Skip to main content

'Helpless Babe!'

The famous song ‘Servant King’ by Graham Kendricks begins with this line: ‘From heaven You came helpless babe.’ It is indeed a wonderful song which goes on to describe Jesus who is ‘The Servant King.’ However, the phrase ‘helpless babe’ needs to be explored. How helpless was this babe born to Mary in a little manger in Bethlehem whom we celebrate during the season of Christmas? Or put in other words who was Jesus in his incarnation?
The christological hymn in Philippians 2:6-10 is certainly profound. However, the phrase ‘but made himself nothing’ (Phil 2:7) has given rise to much speculattion. The Greek phrase literally means ‘but he emptied himself’ as CEB puts it. However most English translations avoid the literal meaning. The English Standard Version has it as ‘but made himself nothing’ and KJV has it as ‘But made himself of no reputation.’ The original word comes from the Greek word KENOW which means ‘empty.’
The resason why the translations avoid the literal translation is to avoid a debate called Kenosis Theory. This theory was propounded in the beginning of the 19th century with good intentions. It proposed that Jesus in his incarnation was limited in omniscience, omnipresence, and omnipotence. Then there were many variations of the theory down through the centuries. This theory tried to explain why Jesus in his human form seems to have limited in his knowledge—he doesn’t know the times and days appointed by the father. Seems to have limited power—he did not resist the arrest. He was limited by his language and culture—he lived and died as a Jew.
I have nothing more to add to this debate but would like to use insights from these discussions to understand this ‘helpless babe’ that Graham Kendricks popularized through his song, ‘The Servant King.’
The meaning of the word ‘empty’ is not in the word itself but in what Jesus revealed to us about himself in words and deeds. I want to suggest that ‘emptying’ here gets a new dimension of meaning. Just two aspects of it. In becoming man, he did not leave his divinity nor did he become less divine. But ‘emptying here’ implies two things: first of all he restrained his divine power and secondly, he veiled his glory.
+ + + +
▸ Objectives:
[1] According to the "helpless babe" essay, how does the King James Version render the phrase in Philippians 2:7?
[2] Write the next part of the "helpless babe" essay, starting after its final sentence.
The lines after the "helpless babe" essay come from a separate source.
+ + + +
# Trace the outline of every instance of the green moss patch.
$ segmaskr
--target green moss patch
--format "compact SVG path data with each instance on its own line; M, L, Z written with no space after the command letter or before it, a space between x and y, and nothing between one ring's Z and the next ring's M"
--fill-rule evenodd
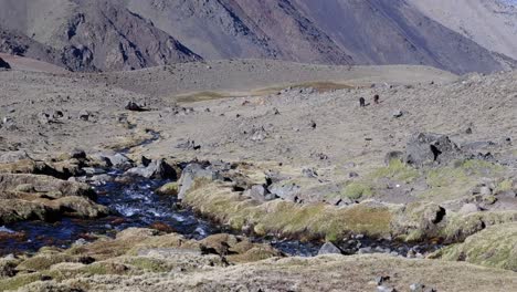
M337 208L274 200L258 205L232 192L228 186L205 181L197 181L183 202L235 229L252 226L258 234L300 239L340 239L348 233L381 237L389 234L392 219L390 207L368 204Z
M434 258L517 271L517 223L489 227L464 243L447 247Z

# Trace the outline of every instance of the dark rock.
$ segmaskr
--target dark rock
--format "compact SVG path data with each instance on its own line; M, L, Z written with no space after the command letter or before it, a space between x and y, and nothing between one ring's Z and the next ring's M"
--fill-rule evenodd
M356 173L356 171L351 171L351 173L348 174L348 177L349 177L349 178L359 177L359 174Z
M391 115L393 117L395 117L395 118L399 118L399 117L402 117L404 115L404 113L402 111L398 109L398 111L394 111Z
M147 167L134 167L126 171L128 175L141 176L150 179L176 179L176 170L163 159L154 160Z
M308 178L316 178L318 177L318 173L316 173L316 170L314 168L304 168L302 169L302 174L305 176L305 177L308 177Z
M38 114L38 122L42 125L48 125L52 122L52 118L48 113L40 113Z
M473 213L479 211L479 207L477 205L468 202L462 206L460 209L460 213L466 215L466 213Z
M377 291L379 291L379 292L397 292L397 290L394 288L384 286L384 285L377 286Z
M102 160L107 159L107 165L115 168L128 169L134 166L133 160L122 153L114 155L98 155L98 158Z
M334 246L331 242L326 242L318 251L318 255L321 254L342 254L341 250Z
M425 285L421 283L413 283L410 285L410 291L412 292L424 292Z
M316 125L316 122L314 122L314 121L310 121L310 122L309 122L309 127L310 127L310 128L316 128L316 126L317 126L317 125Z
M91 117L89 112L85 109L81 111L78 114L78 118L82 121L89 121L89 117Z
M271 194L274 194L284 200L297 201L297 195L299 195L300 187L294 182L279 182L270 186L268 190Z
M377 284L377 285L381 285L382 283L384 283L386 281L390 280L390 277L388 275L379 275L379 277L376 277L376 279L373 280L373 282Z
M184 150L199 150L201 149L201 145L196 144L194 140L188 139L187 142L176 145L176 148Z
M135 103L135 102L128 102L125 107L127 111L131 112L147 112L149 109L144 108L141 105Z
M161 231L161 232L166 232L166 233L175 232L175 229L172 227L163 222L154 222L152 225L149 226L149 228Z
M270 194L266 187L263 185L252 186L251 189L246 190L245 195L257 201L270 201L276 198L275 195Z
M64 114L63 114L63 112L61 112L61 111L54 111L54 112L52 113L52 117L53 117L53 118L62 118L63 116L64 116Z
M403 152L389 152L384 156L384 165L390 166L392 160L404 160L404 153Z
M150 165L150 163L152 161L151 159L145 157L145 156L141 156L141 165L145 166L145 167L148 167Z
M73 159L86 159L86 153L82 149L74 149L70 153L70 157Z
M407 164L422 167L425 165L447 164L461 157L463 153L449 136L431 133L418 133L411 136L405 146Z
M11 65L0 58L0 70L11 70Z

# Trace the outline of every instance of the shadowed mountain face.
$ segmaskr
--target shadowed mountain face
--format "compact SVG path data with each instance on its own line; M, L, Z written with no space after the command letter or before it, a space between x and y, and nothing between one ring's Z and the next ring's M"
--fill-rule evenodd
M30 48L24 55L74 71L230 58L423 64L455 73L500 71L513 63L434 21L414 2L0 0L0 28L22 35L18 41Z
M51 59L70 70L131 70L200 60L149 21L110 1L1 0L0 8L0 25L22 43L18 46L27 46L14 53Z

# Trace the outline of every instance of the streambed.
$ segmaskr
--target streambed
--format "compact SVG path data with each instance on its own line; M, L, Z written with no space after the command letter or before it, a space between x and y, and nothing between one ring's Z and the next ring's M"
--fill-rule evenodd
M113 181L95 182L92 187L98 194L97 202L107 206L113 215L94 220L64 217L56 222L24 221L0 227L0 255L36 251L46 246L67 248L74 242L94 240L98 234L114 237L129 227L148 228L152 225L170 228L169 231L197 240L220 232L236 233L182 208L173 196L157 195L155 190L168 180L135 177L120 182L116 179L123 176L120 170L113 169L107 175ZM252 240L271 243L288 255L300 257L316 255L323 246L323 242L282 240L275 237ZM439 244L408 244L363 236L351 237L338 246L346 254L379 252L403 257L419 257L441 248Z

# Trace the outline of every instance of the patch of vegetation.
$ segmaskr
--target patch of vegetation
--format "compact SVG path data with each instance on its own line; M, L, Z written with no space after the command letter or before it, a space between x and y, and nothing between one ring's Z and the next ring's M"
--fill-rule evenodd
M425 180L431 188L421 194L421 198L433 201L458 198L474 188L481 177L498 176L503 170L503 166L478 159L456 161L454 166L430 169L425 174Z
M517 271L516 240L517 223L497 225L440 250L433 258Z
M359 200L373 196L372 187L367 182L354 181L347 185L342 191L341 196L349 198L351 200Z
M30 258L18 265L20 270L43 271L60 262L74 261L73 257L64 254L45 254Z
M152 273L167 272L170 270L167 268L167 264L163 261L151 258L134 258L127 261L127 263L139 270L145 270Z
M257 234L282 234L298 239L338 240L348 233L384 236L390 231L392 210L359 204L336 208L326 204L297 205L274 200L258 205L232 192L229 186L196 181L183 202L234 229L254 227Z
M40 273L20 274L13 278L0 280L0 289L2 291L7 291L7 290L15 291L27 284L30 284L35 281L40 281L40 280L41 280Z
M381 167L373 171L372 178L391 178L395 180L401 180L405 182L411 182L420 176L418 169L408 166L399 159L392 159L390 165L387 167Z

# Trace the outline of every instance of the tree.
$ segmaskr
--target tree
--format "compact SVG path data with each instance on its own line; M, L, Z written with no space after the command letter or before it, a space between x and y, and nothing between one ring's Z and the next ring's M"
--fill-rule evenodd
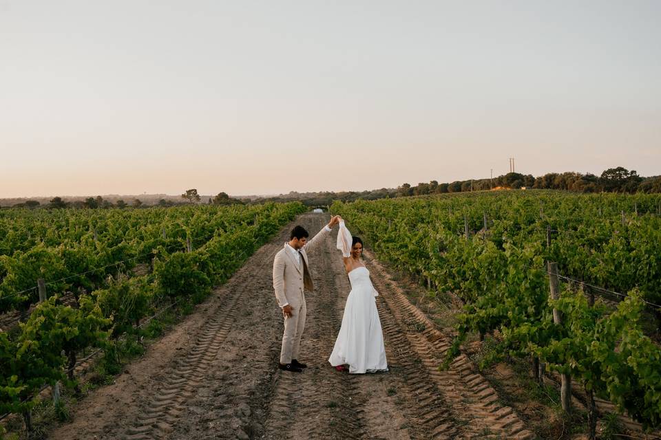
M193 188L186 190L186 192L181 195L182 199L187 199L189 202L200 201L200 195L198 194L198 190Z
M67 202L65 202L64 200L62 200L62 197L53 197L50 200L50 207L57 209L66 208Z
M214 205L242 205L243 202L238 199L232 199L227 192L218 192L218 195L213 197Z
M605 191L635 192L642 180L636 171L618 166L602 173L599 183Z
M398 197L406 197L409 195L412 195L412 194L413 190L411 189L411 186L409 184L403 184L397 188Z
M87 197L83 202L83 206L90 209L96 209L98 208L98 203L94 197Z

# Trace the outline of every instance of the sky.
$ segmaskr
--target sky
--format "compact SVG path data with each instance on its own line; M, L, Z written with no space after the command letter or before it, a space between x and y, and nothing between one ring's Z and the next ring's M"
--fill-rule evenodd
M661 1L0 0L0 197L661 174Z

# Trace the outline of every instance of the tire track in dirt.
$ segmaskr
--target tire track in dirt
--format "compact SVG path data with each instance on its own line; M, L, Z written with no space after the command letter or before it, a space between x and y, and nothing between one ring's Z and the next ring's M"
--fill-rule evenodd
M384 311L384 331L403 355L401 362L412 379L409 383L421 397L419 402L431 402L439 395L446 402L444 411L443 406L438 410L430 409L423 420L423 425L431 428L428 438L535 438L512 408L499 403L495 390L465 355L457 358L448 371L439 371L450 338L408 301L383 266L367 252L366 256L375 287L387 305L381 310L387 308L394 318ZM450 417L442 416L443 412Z
M229 298L227 306L240 308L245 297L238 293ZM193 346L176 361L176 368L169 373L165 384L151 399L147 407L138 417L134 428L128 430L128 440L149 440L171 432L187 401L193 397L204 380L211 361L216 358L229 333L234 316L217 315L204 327Z

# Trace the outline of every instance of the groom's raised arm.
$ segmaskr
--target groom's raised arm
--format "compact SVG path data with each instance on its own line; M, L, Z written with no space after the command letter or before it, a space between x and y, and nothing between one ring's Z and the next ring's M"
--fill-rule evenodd
M330 219L330 221L328 222L326 226L322 228L322 230L317 232L317 235L313 236L311 240L308 241L304 246L306 253L313 252L319 247L319 245L322 243L324 240L328 236L328 234L330 234L332 228L335 226L339 221L337 220L337 216L333 217Z

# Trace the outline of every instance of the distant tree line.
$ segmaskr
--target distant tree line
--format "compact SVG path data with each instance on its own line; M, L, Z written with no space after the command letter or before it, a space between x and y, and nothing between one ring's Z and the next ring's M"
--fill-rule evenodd
M254 200L244 200L229 197L226 192L219 192L213 199L209 198L209 205L254 204L267 201L290 201L298 200L311 207L324 207L330 205L335 200L353 201L359 199L376 200L377 199L405 197L413 195L463 192L466 191L484 191L500 189L547 189L563 190L576 192L661 192L661 176L642 177L635 170L618 166L606 170L600 176L580 173L549 173L538 177L532 175L510 173L493 179L476 179L458 180L450 183L439 184L436 180L429 183L420 183L412 186L403 184L397 188L382 188L371 191L343 191L331 192L296 192L273 197L258 198ZM161 199L157 206L167 208L181 204L200 203L200 196L195 188L187 190L181 195L182 201L177 203L172 200ZM77 208L87 209L107 209L116 208L123 209L128 206L141 208L145 205L139 199L130 201L130 204L124 200L117 200L114 204L105 200L101 196L87 197L85 200L67 201L61 197L54 197L48 204L41 205L36 200L28 200L15 204L14 208Z
M308 206L325 206L333 200L353 201L357 199L376 199L386 197L403 197L413 195L445 194L467 191L484 191L501 189L549 189L576 192L661 192L661 176L642 177L638 173L621 166L609 168L600 176L580 173L549 173L535 177L518 173L494 177L459 180L439 184L436 180L420 183L413 186L403 184L395 189L381 188L372 191L343 192L290 192L274 197L258 199L253 203L300 200Z
M456 181L439 184L418 184L411 186L404 184L397 188L398 197L462 192L492 189L534 188L564 190L576 192L661 192L661 176L642 177L636 171L621 166L611 168L600 176L580 173L549 173L534 177L532 175L510 173L493 179Z
M172 200L161 199L155 206L162 208L168 208L170 206L176 206L177 205L199 204L200 201L200 197L198 194L198 190L194 188L187 190L186 192L181 195L181 198L187 200L187 201L181 201L178 203L173 201ZM208 203L209 205L242 205L244 204L244 202L242 200L230 197L229 195L227 195L227 192L218 193L218 195L213 199L209 199ZM41 202L36 200L26 200L25 202L12 205L12 208L50 208L53 209L62 209L65 208L78 209L109 209L114 208L124 209L125 208L128 208L129 206L132 208L145 208L147 206L147 205L143 204L140 199L134 199L133 200L130 201L129 203L127 203L124 200L120 199L115 201L115 203L112 203L109 200L104 199L103 197L98 195L96 197L87 197L84 200L74 201L67 201L62 197L53 197L50 200L50 203L44 204L43 205Z

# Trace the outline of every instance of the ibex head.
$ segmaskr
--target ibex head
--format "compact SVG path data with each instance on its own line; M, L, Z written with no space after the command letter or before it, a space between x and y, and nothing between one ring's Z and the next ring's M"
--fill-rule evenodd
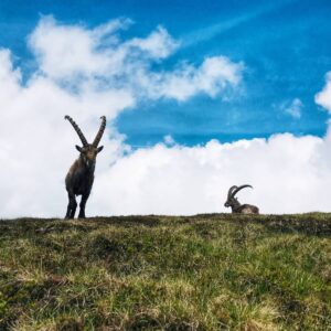
M81 158L82 158L84 164L87 168L94 167L97 153L100 152L104 148L104 146L98 147L98 143L100 142L103 134L106 128L106 117L105 116L100 117L103 121L102 121L100 128L99 128L93 143L87 142L82 130L79 129L77 124L70 116L66 115L64 118L67 119L72 124L72 126L74 127L75 131L77 132L77 135L83 143L83 147L79 147L76 145L76 149L81 152Z
M224 206L229 207L229 206L234 206L234 205L239 205L238 200L235 197L235 195L243 189L245 188L252 188L252 185L242 185L242 186L231 186L228 192L227 192L227 200L224 203Z

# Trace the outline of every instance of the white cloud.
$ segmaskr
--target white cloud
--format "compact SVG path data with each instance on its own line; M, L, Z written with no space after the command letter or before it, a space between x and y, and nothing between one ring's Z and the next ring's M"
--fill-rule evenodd
M215 97L241 82L243 64L225 56L206 57L197 67L184 62L172 72L152 71L152 63L170 56L180 43L162 26L146 38L122 40L120 30L129 24L115 20L88 30L44 17L29 45L43 75L76 88L93 83L130 89L137 98L186 100L200 93Z
M117 20L88 30L43 18L30 38L40 67L25 84L10 52L0 51L2 217L64 215L64 177L79 143L65 114L88 140L99 116L108 118L87 215L224 212L228 188L244 183L255 189L242 191L239 200L265 213L329 211L331 135L213 140L192 148L168 137L130 151L111 122L122 109L140 98L222 97L239 84L244 67L215 56L197 66L181 63L172 72L152 72L152 61L169 56L177 42L162 28L122 41L119 31L129 24Z
M281 105L281 109L295 119L301 118L302 108L303 104L299 98L295 98L290 103L288 102Z
M98 174L90 212L226 212L228 188L245 183L254 190L242 191L239 201L258 205L263 213L330 211L330 138L284 134L268 140L139 149Z
M314 102L331 113L331 72L325 75L324 88L314 96Z

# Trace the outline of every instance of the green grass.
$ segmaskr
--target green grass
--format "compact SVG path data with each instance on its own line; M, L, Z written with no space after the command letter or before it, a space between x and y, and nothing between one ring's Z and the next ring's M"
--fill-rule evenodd
M331 215L2 220L0 330L331 330Z

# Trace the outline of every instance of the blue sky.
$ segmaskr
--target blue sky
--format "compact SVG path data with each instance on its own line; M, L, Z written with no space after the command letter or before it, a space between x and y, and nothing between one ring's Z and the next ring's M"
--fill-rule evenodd
M181 42L162 62L201 63L227 56L245 66L236 94L226 99L196 95L186 102L147 100L122 111L119 132L132 146L151 146L171 135L194 146L216 138L269 137L276 132L323 136L328 114L314 103L331 67L330 1L7 1L0 4L0 44L29 75L35 60L26 36L41 15L94 28L119 17L135 24L126 38L146 36L157 25ZM156 64L157 65L157 64ZM299 113L289 111L293 100Z
M64 215L65 115L87 140L107 117L87 214L227 212L234 184L261 213L330 212L330 0L0 1L0 216Z

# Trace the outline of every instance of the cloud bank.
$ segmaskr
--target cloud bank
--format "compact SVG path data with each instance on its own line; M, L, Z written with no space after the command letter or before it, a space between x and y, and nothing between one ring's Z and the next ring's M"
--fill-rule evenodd
M162 61L180 42L162 26L145 38L124 39L130 24L122 19L88 29L42 18L29 36L38 71L26 83L11 52L0 51L1 217L64 215L64 177L79 143L63 119L66 114L88 140L99 116L108 119L87 215L225 212L228 188L244 183L255 189L242 191L239 200L263 213L330 210L329 134L212 140L191 148L167 136L154 147L131 150L113 124L120 111L142 100L185 102L200 94L223 98L236 93L245 67L220 54L164 70ZM316 100L330 110L329 85Z

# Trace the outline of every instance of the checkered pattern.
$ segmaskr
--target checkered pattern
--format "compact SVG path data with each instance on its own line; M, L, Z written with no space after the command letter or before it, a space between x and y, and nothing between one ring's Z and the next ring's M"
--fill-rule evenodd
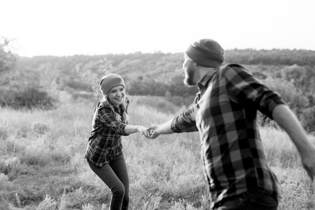
M285 102L238 64L206 75L198 86L194 106L174 119L171 129L181 133L198 128L212 204L257 187L277 198L277 182L265 160L257 111L272 118L274 107Z
M129 104L127 100L126 112ZM117 113L118 109L115 107ZM121 136L127 124L118 121L110 108L99 102L94 111L93 129L84 158L98 167L108 164L114 156L122 153Z

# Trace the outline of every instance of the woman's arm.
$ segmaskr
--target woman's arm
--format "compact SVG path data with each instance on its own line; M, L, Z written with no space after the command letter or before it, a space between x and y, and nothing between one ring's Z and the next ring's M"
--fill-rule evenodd
M139 132L141 135L144 135L146 137L150 136L150 132L143 126L133 126L132 125L127 125L125 126L125 133L129 135L136 132Z

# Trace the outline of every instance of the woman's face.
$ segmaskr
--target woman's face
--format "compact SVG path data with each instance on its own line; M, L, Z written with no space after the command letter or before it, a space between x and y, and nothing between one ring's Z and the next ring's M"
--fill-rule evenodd
M108 92L108 99L115 107L118 108L124 102L125 94L125 88L122 85L116 86Z

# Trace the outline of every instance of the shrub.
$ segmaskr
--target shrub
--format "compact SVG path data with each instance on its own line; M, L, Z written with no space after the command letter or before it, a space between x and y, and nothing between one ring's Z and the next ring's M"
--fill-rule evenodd
M52 210L55 209L57 207L57 203L54 199L52 199L48 195L46 195L45 199L43 200L38 206L36 208L36 210Z

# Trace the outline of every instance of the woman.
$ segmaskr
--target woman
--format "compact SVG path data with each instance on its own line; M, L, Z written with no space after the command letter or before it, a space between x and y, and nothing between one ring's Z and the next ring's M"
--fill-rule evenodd
M111 189L110 209L127 209L129 203L129 178L122 152L121 136L140 132L149 136L141 126L128 125L124 80L109 74L100 82L103 98L94 111L93 129L84 155L92 170Z

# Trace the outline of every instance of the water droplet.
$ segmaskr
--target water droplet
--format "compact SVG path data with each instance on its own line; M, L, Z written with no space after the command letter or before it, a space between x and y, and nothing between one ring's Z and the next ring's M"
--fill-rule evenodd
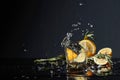
M78 24L72 24L72 27L77 27L78 26Z
M77 24L78 24L78 25L81 25L81 22L78 22Z
M90 25L90 23L88 23L88 25Z
M91 28L93 28L93 25L90 25Z
M27 49L24 49L24 52L27 52Z
M79 3L79 6L83 6L83 3Z

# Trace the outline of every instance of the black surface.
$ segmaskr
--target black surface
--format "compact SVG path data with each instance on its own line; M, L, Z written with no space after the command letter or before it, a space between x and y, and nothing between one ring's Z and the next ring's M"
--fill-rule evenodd
M33 63L34 59L22 59L18 60L18 63L14 63L13 60L1 63L0 65L0 78L7 78L13 80L67 80L66 70L62 66L61 70L54 68L52 69L53 74L49 70L41 71L39 70L39 65ZM9 63L8 63L9 62ZM16 61L17 62L17 61ZM113 74L106 77L92 76L88 77L89 80L119 80L120 79L120 58L113 59ZM49 66L49 65L47 65ZM73 78L73 77L72 77ZM69 80L74 80L69 78Z

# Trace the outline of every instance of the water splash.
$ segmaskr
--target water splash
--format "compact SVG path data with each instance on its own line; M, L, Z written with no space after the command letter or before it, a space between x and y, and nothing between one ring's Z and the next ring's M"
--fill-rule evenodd
M63 38L61 42L61 46L64 48L69 47L75 52L78 52L81 46L78 44L77 41L80 41L80 39L76 41L74 40L74 38L78 38L80 36L81 38L84 39L84 36L88 34L89 32L91 32L89 29L91 30L93 29L93 25L91 23L77 22L77 23L72 24L71 28L72 29L70 30L70 32L67 32L66 36ZM92 33L93 32L94 31L92 31Z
+ + + +
▸ Responses by task:
[1] "But made himself of no reputation."

[2]
On the very outset would like to make another observation. Jesus prayed in John 17:5, ‘And now, Father, glorify me in your own presence with the glory that I had with you before the world existed.’ This does not mean a glory that was lost but a glory that was veiled.
Instead of suggesting that Jesus was devoid of his divine power I would like to suggest that he was still with the divine power but restrained it and used it discreetly. It is true that Jesus did not resist when he was attacked physically. Once they tried to push him over the cliff and kill him. It is also true that he did struggle with hunger pangs. At Jacob’s well in Samaria we find him thirsting for water.
But the Gospels also present another side of Jesus’ power. He exercised his power over domains where humans have no authority over. This is evident in his exorcisms and nature miracles. Here his power over the domain of Satan and the nature as the creator is evident.
The Jewish and Hellenistic excorcists of his day used means to drive out demons. For example in the Book of Tobit the demon called Asmadaeus was destroyed using a strange mixture fish gall and other herbs which angel Raphael prescribed. But Jesus did not drive out demons by the helpe of any means. They just dreaded his presence, and they were driven out by the power of his word. As creator God he exercised his power over the nature—over the waves and the wind. He was not powerless but in his incarnation he just restrained his power and used it discreetly.
This power he did not gain through training, as he grew up. He did not cultivate these skills, but he was born with it as the Word became flesh. The babe in the manger was not a helpless babe. But he was born with power to help the helpless and hopeless. However, he took the form of a helpless babe.
Secondly in his incarnation Christ did not give up his glory, but he simply veiled his glory.
However, a plain reading of John 17:5 may suggest that he was devoid of his glory in his incarnation. Here he prayed: ‘And now, Father, glorify me in your own presence with the glory that I had with you before the world existed.’
What does this mean? Does this mean that he was devoid of the divine glory while he was on earth? I think the emphasis of the passage is on two different aspects. First of all, the emphasis here is on ‘glorifying’ than on glory. Glorifying simply means acknowledging the glory that is already there than bestowing the glory. Secondly, we must also note that the emphasis is on the place than on the state. It has to do with being in a glorified position in heaven, after his resurrection, ascension and session on God’s right hand. It doesn’t imply that he was without glory on earth.
The evidence that he was with glory on earth but veiled and not devoid of it is narrated than stated. The Gospel accounts provide us with enough evidence to this fact. Just as he restrained his divine power in his incarnation, he veiled his glory within the flesh that he chose to put on in his incarnation.
However, it had at times broke through the thick cover of human flesh that he put on. One such instance is the Transfiguration that we find in Mark 9.2-3.
And after six days Jesus took with him Peter and James and John, and led them up a high mountain by themselves. And he was transfigured before them, and his clothes became radiant, intensely white, as no one on earth could bleach them.
Every miracle, especially the nature miracles, in particular the one where he walked defying the wind over the waves was display of his glory and power as the creator of the world.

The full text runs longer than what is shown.